ENUNCIADO DEL EJERCICIO: Indique, de acuerdo con la página que sigue, si cada afirmación es correcta: (a) en sus cuadernos, Juan Ferraté articula una propuesta filosófica original; (b) la caligrafía de esos cuadernos se acerca más a la letra de molde que a la cursiva; (c) los cuadernos registran lecturas de clásicos griegos y latinos. Responda sí o no y cite textualmente las palabras de la página que lo deciden.

PÁGINA:
Ese es, al menos, su firme convencimiento (y no es que le falten razones). Los próximos dos años pasará su tiempo, entre ingresos en sanatorios y retiros en una propiedad familiar en las montañas de la provincia de Tarragona, sumido en la lectura solitaria y en la escritura de unos cuadernos de apuntes que llena con una caligrafía que tiende a los trazos rectos y legibles y se acerca más a la letra de molde que al ducto cursivo y barroco que sobrevive en las cartas de nuestros abuelos.

En estos cuadernos encontramos el registro de sus lecturas de clásicos griegos y latinos, de literatura europea contemporánea y, sobre todo, de filosofía. Pero no contienen los esbozos de la obra de un filósofo: no crea nuevos conceptos, no articula una propuesta filosófica revolucionaria ni original, pero sí comenta, glosa, somete a crítica. Juan Ferraté es, ante todo, un lector. 

Y lo más interesante es que reexamina los problemas básicos de la filosofía (la naturaleza de la conciencia, del conocimiento, de la libertad, los fundamentos de la moral, y otros) haciéndolos suyos, vinculándolos a su propio cuerpo enfermo y a su propia psique. Es también, en cierto sentido, un traductor.

CONTENIDO DEL LISTADO:
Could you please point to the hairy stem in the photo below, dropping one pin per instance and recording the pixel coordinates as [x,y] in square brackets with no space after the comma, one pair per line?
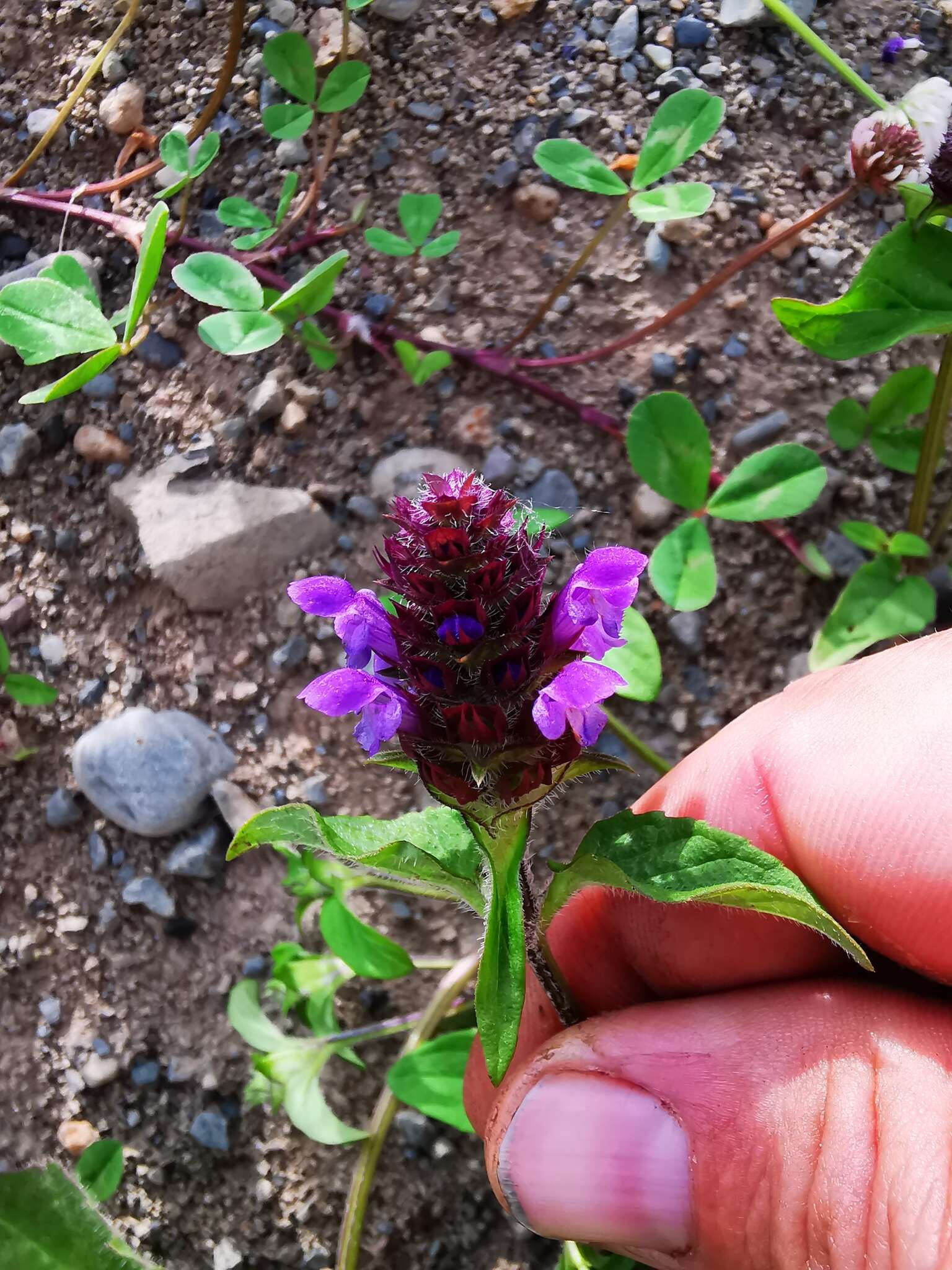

RESPUESTA ESCRITA:
(a) No: «no articula una propuesta filosófica revolucionaria ni original».
(b) Sí: «se acerca más a la letra de molde que al ducto cursivo y barroco».
(c) Sí: «En estos cuadernos encontramos el registro de sus lecturas de clásicos griegos y latinos».